→ Given problem:
Set down every entry word for word. Omit the pictures.

[Pointing dataset records]
☆ ☆ ☆ ☆ ☆

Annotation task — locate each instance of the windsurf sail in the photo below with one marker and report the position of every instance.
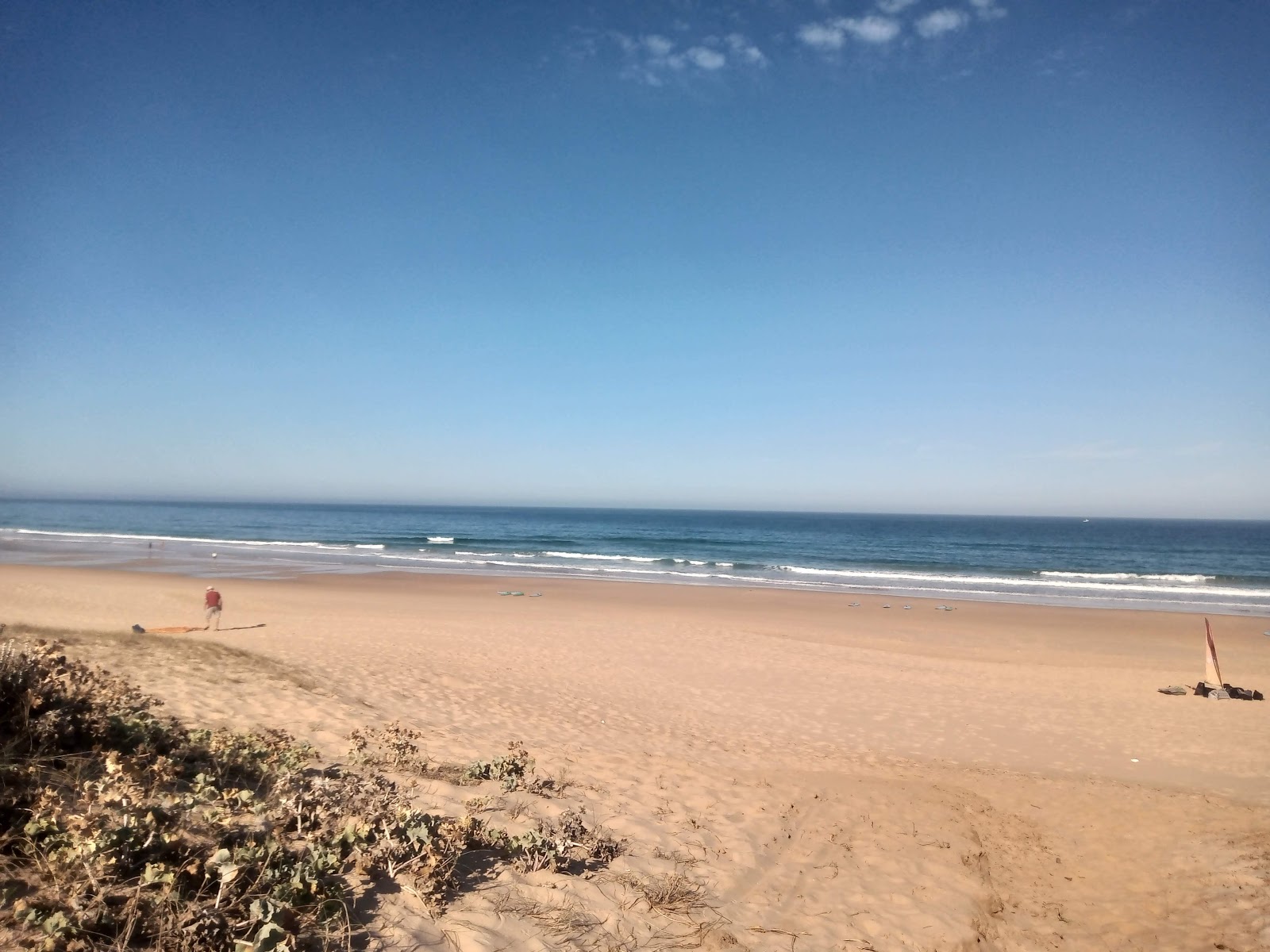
(1212, 670)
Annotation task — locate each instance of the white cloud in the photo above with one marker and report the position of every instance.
(653, 57)
(706, 59)
(832, 35)
(988, 10)
(822, 36)
(940, 22)
(745, 51)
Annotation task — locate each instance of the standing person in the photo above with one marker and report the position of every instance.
(213, 605)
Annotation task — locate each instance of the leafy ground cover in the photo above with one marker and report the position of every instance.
(121, 828)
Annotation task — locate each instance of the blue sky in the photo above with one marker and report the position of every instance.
(906, 255)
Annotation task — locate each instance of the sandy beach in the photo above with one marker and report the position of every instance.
(836, 777)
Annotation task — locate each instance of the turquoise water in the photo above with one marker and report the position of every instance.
(1189, 565)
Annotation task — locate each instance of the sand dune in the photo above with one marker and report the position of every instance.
(827, 777)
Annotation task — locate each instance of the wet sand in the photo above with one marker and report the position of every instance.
(996, 776)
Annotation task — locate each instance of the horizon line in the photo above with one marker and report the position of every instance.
(257, 501)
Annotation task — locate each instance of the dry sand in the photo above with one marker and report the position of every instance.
(995, 777)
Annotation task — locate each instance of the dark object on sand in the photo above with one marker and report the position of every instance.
(1227, 691)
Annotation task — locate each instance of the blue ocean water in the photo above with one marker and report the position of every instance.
(1187, 565)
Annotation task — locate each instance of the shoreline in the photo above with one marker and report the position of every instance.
(1034, 655)
(241, 559)
(999, 777)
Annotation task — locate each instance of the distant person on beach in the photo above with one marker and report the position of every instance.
(213, 603)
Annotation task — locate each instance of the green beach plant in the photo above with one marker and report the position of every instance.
(125, 829)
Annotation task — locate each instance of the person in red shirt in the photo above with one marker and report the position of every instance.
(213, 605)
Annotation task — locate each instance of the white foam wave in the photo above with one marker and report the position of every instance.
(143, 537)
(991, 583)
(592, 556)
(1128, 577)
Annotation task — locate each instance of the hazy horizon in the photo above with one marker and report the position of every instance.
(840, 255)
(408, 505)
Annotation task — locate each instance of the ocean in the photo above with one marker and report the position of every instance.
(1175, 564)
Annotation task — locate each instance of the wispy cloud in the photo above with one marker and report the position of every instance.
(1102, 450)
(988, 10)
(1200, 448)
(652, 59)
(832, 35)
(940, 22)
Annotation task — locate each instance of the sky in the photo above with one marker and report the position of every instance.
(888, 255)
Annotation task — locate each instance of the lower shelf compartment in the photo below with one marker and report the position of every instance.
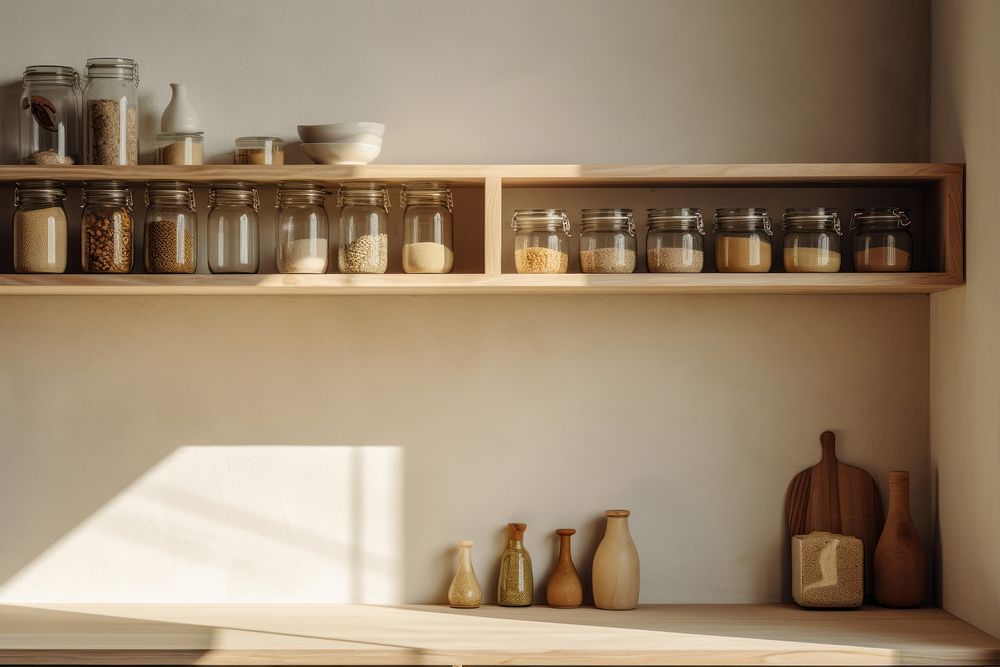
(455, 283)
(433, 635)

☆ ☆ ☆ ☆ ☆

→ Result of this task:
Annotation task — locate each instance of the windsurf sail in the photo below with one marker and report the position of every instance.
(1212, 670)
Annotation task — locate each instance of the white cloud in the photo above with one marker and report the position of every instance.
(653, 57)
(706, 59)
(832, 35)
(988, 10)
(822, 36)
(940, 22)
(745, 51)
Annotation task — locate each instance of the standing person in the photo above with one marker and report the position of every instance.
(213, 605)
Annotation task — locate each instance of the leafy ground cover in the photo above with one marker and report the position of every instance.
(121, 828)
Annotation task — locate each instance of the blue sky in the photo above with one marker and report the position of every instance.
(906, 255)
Annotation task — locate each instance of the sandy beach in the photo above with one marker and report the position of every instance.
(836, 777)
Annotation task — locate each instance of the turquoise water in the photo above with one marker and report the position of every instance.
(1189, 565)
Annotation task — locate each instance of the sand dune in the photo above with one marker and report the position of every instance.
(827, 777)
Annotation task — locate each instance of the wet sand in the photo above with one marker and report the position of every instance.
(996, 776)
Annotation task — locate each instance of the horizon line in the photo above with one marker and report the position of every instance.
(257, 501)
Annotation task — locate each instance of the dry sand in the photo above with one marker and report the position of every instance.
(995, 777)
Annotation task — locate each instance of the dark object on sand in the photo above with one marker and report the position of every instance.
(1227, 691)
Annotation task — locate each instance of the blue ocean water in the photo above with one marker and report the position of every instance.
(1187, 565)
Annotation task — locate each instance of the shoreline in the photo above with one marker and report the position of every instance.
(1034, 655)
(241, 559)
(999, 777)
Annotation task — locate each instance of the distant person on beach in the photo above with one marker and report the position of every instance.
(213, 603)
Annotation task — locate each instance of the green beach plant in the photo above with one marker and report the position of every instance.
(125, 829)
Annotation task — locate each instance of the person in red shirt in the photo above with one marker and report the position of every instance.
(213, 605)
Annotation task — locate each instance of the white foam wave in the photo above with one marker and report the position of every instance.
(143, 537)
(991, 583)
(592, 556)
(1128, 577)
Annotation task — locate each instance of the hazy horizon in the photo above with one marker and report the position of every instance.
(840, 255)
(408, 505)
Annotation task — locate each instance of the ocean in the photo above with one marker and report the position of every instance.
(1175, 564)
Annotation task — locate each instance of the wispy cloud in the photo above with one marker and report the position of every instance.
(1102, 450)
(988, 10)
(1200, 448)
(652, 59)
(832, 35)
(940, 22)
Annotation task — locate each instance of the sky in the photo above with one marker and report the position of every instance.
(888, 255)
Annotation task — locate each instance of the lower shelf compartment in the photo below with one marker and report the position of every instance.
(455, 283)
(433, 635)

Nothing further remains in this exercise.